-- Begin --
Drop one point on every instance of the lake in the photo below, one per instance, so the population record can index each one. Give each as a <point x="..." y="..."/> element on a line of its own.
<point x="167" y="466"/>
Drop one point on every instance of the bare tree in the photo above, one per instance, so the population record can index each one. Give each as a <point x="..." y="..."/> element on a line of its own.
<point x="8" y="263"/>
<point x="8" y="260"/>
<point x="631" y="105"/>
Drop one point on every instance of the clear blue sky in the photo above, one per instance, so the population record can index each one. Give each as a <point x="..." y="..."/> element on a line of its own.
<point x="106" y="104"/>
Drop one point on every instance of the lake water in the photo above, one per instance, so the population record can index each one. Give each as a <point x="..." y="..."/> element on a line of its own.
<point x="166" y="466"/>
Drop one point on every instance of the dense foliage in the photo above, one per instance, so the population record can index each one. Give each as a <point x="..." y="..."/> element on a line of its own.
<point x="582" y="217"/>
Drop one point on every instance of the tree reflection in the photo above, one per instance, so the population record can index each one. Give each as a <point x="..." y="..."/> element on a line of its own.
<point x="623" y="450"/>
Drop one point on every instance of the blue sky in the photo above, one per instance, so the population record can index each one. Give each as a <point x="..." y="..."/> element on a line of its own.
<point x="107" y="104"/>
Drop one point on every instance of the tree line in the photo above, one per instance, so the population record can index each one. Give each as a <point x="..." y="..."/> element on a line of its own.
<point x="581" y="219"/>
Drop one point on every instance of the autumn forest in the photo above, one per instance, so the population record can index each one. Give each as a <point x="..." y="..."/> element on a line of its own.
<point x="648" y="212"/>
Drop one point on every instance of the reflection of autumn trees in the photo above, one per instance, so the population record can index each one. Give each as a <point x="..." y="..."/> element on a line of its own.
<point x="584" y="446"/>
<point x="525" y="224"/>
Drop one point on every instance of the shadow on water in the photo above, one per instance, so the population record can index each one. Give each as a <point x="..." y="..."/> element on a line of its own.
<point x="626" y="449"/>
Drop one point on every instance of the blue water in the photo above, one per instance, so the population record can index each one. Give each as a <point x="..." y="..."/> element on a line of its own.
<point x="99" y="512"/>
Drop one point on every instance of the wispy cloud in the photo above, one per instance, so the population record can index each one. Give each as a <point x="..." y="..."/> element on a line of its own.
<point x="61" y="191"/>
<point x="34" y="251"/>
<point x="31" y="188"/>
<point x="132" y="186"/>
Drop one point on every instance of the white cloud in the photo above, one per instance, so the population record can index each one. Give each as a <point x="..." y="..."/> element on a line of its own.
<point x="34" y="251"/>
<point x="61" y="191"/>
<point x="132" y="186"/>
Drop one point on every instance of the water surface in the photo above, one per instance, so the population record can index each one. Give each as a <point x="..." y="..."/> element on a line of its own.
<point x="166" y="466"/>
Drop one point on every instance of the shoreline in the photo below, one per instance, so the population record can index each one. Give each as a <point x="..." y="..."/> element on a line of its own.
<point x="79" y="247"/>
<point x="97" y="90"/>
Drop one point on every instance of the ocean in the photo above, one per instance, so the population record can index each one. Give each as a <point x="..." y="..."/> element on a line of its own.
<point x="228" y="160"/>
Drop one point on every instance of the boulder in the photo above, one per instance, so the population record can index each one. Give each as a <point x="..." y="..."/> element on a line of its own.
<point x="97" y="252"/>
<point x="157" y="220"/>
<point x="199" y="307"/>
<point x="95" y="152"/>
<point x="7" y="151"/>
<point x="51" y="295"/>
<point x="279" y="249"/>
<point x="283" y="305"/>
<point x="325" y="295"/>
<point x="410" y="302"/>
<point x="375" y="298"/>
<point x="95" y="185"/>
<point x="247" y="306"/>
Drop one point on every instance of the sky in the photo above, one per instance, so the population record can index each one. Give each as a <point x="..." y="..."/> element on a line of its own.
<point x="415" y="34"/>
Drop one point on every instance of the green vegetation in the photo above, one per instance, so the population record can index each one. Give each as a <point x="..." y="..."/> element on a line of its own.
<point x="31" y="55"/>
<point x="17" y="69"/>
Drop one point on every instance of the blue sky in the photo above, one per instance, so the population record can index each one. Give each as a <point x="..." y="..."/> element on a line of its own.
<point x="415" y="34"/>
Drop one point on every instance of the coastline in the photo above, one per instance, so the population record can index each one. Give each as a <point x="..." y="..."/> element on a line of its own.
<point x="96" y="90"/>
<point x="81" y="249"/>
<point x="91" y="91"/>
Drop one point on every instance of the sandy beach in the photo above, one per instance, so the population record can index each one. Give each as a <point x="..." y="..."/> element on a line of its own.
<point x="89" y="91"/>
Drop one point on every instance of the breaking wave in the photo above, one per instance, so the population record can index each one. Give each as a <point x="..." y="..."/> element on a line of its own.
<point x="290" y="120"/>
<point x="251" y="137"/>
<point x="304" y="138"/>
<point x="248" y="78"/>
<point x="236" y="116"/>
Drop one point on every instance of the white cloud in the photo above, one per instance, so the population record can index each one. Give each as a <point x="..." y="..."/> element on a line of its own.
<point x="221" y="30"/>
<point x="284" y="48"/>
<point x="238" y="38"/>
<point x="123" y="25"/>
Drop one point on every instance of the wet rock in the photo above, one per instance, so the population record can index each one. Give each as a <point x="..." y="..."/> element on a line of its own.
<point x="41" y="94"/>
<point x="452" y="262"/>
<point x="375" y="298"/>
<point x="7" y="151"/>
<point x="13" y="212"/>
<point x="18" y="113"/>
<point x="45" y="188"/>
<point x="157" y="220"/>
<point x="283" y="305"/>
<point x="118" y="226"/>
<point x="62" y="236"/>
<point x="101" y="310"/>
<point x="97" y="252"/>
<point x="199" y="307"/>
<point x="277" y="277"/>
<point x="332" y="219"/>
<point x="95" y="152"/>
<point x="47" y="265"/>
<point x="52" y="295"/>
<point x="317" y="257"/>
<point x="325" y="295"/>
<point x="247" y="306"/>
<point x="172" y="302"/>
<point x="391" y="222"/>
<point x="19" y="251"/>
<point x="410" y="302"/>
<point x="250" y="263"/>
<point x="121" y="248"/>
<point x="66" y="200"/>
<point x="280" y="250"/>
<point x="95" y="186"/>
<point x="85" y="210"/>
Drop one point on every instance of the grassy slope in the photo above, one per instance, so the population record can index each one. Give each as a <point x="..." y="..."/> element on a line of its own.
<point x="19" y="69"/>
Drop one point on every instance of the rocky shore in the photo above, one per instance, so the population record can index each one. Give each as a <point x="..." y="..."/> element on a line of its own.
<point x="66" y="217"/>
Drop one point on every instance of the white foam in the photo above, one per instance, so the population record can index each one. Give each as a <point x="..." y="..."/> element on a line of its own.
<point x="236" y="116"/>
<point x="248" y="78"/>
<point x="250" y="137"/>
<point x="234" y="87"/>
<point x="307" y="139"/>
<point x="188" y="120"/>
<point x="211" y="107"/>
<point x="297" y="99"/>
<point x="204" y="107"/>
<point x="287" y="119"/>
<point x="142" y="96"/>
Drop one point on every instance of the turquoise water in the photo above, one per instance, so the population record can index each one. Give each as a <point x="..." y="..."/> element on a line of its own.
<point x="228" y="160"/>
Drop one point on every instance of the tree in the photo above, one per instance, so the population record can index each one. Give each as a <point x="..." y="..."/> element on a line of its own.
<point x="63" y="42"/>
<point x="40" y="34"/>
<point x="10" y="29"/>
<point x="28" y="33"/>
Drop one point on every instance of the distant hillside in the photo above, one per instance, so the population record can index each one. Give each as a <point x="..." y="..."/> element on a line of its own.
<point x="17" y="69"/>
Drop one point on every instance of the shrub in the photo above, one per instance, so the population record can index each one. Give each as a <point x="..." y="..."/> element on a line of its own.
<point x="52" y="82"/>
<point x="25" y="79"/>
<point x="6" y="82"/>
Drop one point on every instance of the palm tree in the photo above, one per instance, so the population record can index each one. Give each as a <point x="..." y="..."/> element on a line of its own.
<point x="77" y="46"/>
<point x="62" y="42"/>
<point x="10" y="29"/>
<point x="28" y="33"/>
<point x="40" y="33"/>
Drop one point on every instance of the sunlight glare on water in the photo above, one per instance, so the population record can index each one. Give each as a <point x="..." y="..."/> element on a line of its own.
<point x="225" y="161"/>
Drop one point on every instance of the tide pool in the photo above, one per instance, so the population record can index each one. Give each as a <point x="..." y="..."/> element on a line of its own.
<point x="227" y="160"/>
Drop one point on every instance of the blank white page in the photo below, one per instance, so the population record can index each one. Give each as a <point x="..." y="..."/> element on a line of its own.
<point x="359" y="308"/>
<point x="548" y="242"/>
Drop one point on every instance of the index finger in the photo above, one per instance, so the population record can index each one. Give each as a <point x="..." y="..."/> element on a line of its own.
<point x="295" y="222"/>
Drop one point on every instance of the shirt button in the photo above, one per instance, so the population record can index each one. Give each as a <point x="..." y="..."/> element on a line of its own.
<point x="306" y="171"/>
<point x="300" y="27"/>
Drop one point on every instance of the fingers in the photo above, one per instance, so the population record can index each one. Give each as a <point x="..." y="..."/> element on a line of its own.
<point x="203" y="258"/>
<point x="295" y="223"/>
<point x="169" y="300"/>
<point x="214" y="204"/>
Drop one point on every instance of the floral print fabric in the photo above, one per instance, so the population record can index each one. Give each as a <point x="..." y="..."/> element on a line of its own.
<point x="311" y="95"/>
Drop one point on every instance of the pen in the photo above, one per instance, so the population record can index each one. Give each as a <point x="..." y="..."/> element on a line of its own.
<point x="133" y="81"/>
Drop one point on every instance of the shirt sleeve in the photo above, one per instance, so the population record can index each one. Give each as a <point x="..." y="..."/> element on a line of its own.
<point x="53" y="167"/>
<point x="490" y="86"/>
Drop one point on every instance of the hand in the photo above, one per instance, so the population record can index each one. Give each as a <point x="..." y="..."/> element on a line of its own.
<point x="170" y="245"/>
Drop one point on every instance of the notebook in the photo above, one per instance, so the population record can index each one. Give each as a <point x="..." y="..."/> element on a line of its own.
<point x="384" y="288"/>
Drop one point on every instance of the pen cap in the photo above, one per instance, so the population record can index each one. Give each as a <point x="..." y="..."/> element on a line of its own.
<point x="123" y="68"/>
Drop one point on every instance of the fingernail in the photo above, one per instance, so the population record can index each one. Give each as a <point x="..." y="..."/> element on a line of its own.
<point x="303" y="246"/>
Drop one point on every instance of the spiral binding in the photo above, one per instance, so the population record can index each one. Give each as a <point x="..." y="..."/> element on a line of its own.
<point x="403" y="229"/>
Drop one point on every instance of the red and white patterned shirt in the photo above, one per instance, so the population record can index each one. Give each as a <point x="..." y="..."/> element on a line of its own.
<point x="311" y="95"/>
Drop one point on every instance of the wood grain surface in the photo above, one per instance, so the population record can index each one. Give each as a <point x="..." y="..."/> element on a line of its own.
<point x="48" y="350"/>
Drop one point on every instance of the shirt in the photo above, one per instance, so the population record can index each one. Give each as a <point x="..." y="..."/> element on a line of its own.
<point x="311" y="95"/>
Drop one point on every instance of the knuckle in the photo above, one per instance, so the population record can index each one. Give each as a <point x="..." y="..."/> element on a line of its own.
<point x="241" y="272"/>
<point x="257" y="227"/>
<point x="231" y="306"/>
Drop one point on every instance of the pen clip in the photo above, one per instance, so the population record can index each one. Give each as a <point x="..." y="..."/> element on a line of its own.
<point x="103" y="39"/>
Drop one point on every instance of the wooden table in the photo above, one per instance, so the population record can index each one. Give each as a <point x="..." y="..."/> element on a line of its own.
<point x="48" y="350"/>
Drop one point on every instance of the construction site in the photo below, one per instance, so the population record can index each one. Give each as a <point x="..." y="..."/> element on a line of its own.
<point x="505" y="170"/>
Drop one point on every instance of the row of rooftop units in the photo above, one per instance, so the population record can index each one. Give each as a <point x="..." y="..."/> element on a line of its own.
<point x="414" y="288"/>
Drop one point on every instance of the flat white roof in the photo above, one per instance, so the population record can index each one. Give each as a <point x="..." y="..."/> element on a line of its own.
-- End --
_Aim of the exercise_. Begin at the line that has "Drop one point on every instance of the row" and stop at the end of the records. Write those lines out again, switching "flat white roof" to "flat gray roof" and leaving everything else unchanged.

_Solution below_.
Drop one point on every instance of the row of rooftop units in the photo above, one per instance, so the population record can index each one. Give each as a <point x="..." y="..."/> element on a line of its own.
<point x="414" y="288"/>
Drop one point on every instance of the flat gray roof in the photo above, one per instance, so the population record can index each one. Give each as a <point x="..." y="..."/> element on a line of its own.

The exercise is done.